> **DIRECTIONS FOR THIS TASK**: Turn the data below into a JSON list of strings, with one string per line and blank lines omitted.

+ + +

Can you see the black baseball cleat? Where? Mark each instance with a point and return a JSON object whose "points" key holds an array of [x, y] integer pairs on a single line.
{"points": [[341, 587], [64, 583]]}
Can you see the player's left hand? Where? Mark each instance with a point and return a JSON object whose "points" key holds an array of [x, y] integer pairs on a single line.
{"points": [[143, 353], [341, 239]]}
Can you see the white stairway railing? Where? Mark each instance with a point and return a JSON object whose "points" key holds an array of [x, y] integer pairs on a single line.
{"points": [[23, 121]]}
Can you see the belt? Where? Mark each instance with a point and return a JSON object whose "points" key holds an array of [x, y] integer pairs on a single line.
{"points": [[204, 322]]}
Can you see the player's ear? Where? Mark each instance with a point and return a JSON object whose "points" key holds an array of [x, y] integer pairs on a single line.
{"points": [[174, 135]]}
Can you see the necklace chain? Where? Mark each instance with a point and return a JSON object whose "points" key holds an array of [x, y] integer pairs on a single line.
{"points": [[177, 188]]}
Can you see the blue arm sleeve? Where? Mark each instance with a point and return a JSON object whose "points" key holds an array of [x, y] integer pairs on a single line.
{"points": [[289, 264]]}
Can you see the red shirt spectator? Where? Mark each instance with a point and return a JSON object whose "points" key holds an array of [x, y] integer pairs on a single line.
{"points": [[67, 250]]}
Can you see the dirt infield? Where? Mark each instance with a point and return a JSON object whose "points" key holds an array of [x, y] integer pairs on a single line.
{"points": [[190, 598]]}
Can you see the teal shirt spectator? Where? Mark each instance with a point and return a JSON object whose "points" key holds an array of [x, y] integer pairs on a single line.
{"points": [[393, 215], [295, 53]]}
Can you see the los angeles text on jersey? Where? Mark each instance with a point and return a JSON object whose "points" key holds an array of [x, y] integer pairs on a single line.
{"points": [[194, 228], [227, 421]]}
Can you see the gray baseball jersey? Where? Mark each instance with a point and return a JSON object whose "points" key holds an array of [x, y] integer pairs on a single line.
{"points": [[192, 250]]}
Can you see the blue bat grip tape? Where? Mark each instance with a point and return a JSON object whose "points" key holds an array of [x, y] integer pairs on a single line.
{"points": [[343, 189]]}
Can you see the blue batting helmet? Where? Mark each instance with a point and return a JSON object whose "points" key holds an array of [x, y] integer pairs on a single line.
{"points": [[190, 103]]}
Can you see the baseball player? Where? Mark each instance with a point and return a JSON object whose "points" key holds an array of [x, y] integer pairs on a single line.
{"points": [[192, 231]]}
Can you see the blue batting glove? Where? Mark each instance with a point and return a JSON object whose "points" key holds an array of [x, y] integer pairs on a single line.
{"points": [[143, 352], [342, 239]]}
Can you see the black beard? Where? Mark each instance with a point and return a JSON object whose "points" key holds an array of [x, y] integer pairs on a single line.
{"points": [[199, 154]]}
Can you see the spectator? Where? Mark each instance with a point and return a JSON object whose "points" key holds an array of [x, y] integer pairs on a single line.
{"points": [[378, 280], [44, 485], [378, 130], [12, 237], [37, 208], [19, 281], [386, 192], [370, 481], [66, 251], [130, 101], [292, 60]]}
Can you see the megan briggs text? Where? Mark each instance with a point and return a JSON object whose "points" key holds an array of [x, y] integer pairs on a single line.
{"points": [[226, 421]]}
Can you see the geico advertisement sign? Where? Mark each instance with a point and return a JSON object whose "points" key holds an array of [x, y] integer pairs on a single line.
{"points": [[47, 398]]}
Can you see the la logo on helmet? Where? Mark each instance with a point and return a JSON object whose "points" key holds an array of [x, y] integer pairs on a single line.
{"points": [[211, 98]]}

+ + +

> **CORRECT OUTPUT**:
[
  "Can you see the black baseball cleat? Where? Mark each instance with a point and return a JSON object whose \"points\" key holds an array of [x, y] integer pairs on a single line.",
  "{\"points\": [[341, 587], [64, 583]]}",
  "Can you see the player's left hand? Where? Mark each instance with a point and return a JSON object whose \"points\" key holds an array of [x, y] integer pairs on a single line.",
  "{\"points\": [[143, 353], [341, 239]]}",
  "Can you see the white stairway railing? Where? Mark each instance with a point and return a JSON object whose \"points\" key holds an array of [x, y] integer pairs on a single line.",
  "{\"points\": [[23, 121]]}",
  "Can you see the belt? Where? Mark each instance with a point and return a JSON object whose \"points\" key holds an array of [x, y] integer pairs on a single line.",
  "{\"points\": [[204, 322]]}",
  "Can you see the player's ear? Where? Mark each instance with a point and return a JSON object whose \"points\" key holds an array of [x, y] integer pairs on a single line.",
  "{\"points\": [[174, 135]]}",
  "Can you see the necklace chain? Where? Mark each instance with a point and return a JSON object whose \"points\" key holds an array of [x, y] integer pairs on a single line.",
  "{\"points\": [[177, 188]]}",
  "Can you see the blue arm sleeve? Where? Mark each instance with a point and return a JSON object whose \"points\" key holds an array of [x, y] integer pairs on a single line.",
  "{\"points\": [[289, 264]]}",
  "Can you see the red shirt spectator? Where? Mark each instance with a point and return a JSON object whose \"points\" key holds an array of [x, y] integer pairs on a single line.",
  "{\"points\": [[67, 250]]}",
  "Can you see the dirt infield? Where? Mark each instance with a point and return a JSON object whose \"points\" key holds an array of [x, y] integer pairs on a single line.",
  "{\"points\": [[190, 598]]}",
  "Can you see the teal shirt spectator? Where? Mark each instance with a point and return a JSON object whose \"points\" key holds an array of [x, y] integer pairs on a single line.",
  "{\"points\": [[393, 215], [295, 53]]}",
  "Can you see the los angeles text on jersey? Where? Mark each instance with a point and return a JSON object whose \"points\" key holds an array of [x, y] integer pairs on a single line.",
  "{\"points\": [[194, 228], [227, 421]]}",
  "Can you see the gray baseball jersey? Where? Mark each instance with a point and return a JSON object whose \"points\" key holds an array of [x, y] integer pairs on a single line.",
  "{\"points\": [[192, 250]]}",
  "Can you see the blue bat grip tape? Where? Mark each instance with a point and return a JSON object whose \"points\" key holds an array of [x, y] integer pairs on a single line.",
  "{\"points\": [[343, 189]]}",
  "Can you see the blue batting helmet? Where? Mark each instance with a point and return a JSON object whose \"points\" key holds an array of [x, y] integer pairs on a single line.",
  "{\"points\": [[190, 103]]}",
  "Can you see the baseball player? Where? Mark each instance with a point and return a JSON object whose \"points\" key holds an array of [x, y] integer pairs on a single line.",
  "{\"points\": [[192, 231]]}",
  "Can you see the blue batting glove? Where? Mark each instance with a point and return a JSON object whose \"points\" key holds an array of [x, y] integer pairs on a single line.",
  "{\"points\": [[143, 352], [342, 239]]}",
  "Can you see the black beard? Where? Mark each instance with a point and return a JSON object whose \"points\" key holds an array of [x, y] integer pairs on a single line.",
  "{\"points\": [[199, 154]]}",
  "Can you see the spectator? Where? Mark each instance with a point and return a JSON object whose \"points\" key holds an array of [x, y] integer pairs on a single line.",
  "{\"points\": [[378, 280], [44, 485], [378, 130], [12, 237], [37, 208], [19, 281], [386, 192], [370, 481], [66, 251], [130, 101], [292, 60]]}",
  "Can you see the megan briggs text? Where? Mark each instance with a point and return a JSON object whose \"points\" key holds an array of [x, y] integer pairs on a single line.",
  "{\"points\": [[226, 421]]}",
  "Can you see the geico advertisement sign? Where? Mark each instance with a point and return a JSON object whose \"points\" key holds an array of [x, y] integer pairs on a single line.",
  "{\"points\": [[47, 398]]}",
  "Can you see the la logo on helmet? Where? Mark each instance with a point and return a JSON object whose \"points\" key holds an array of [x, y] integer pairs on a single line.",
  "{\"points\": [[211, 98]]}"
]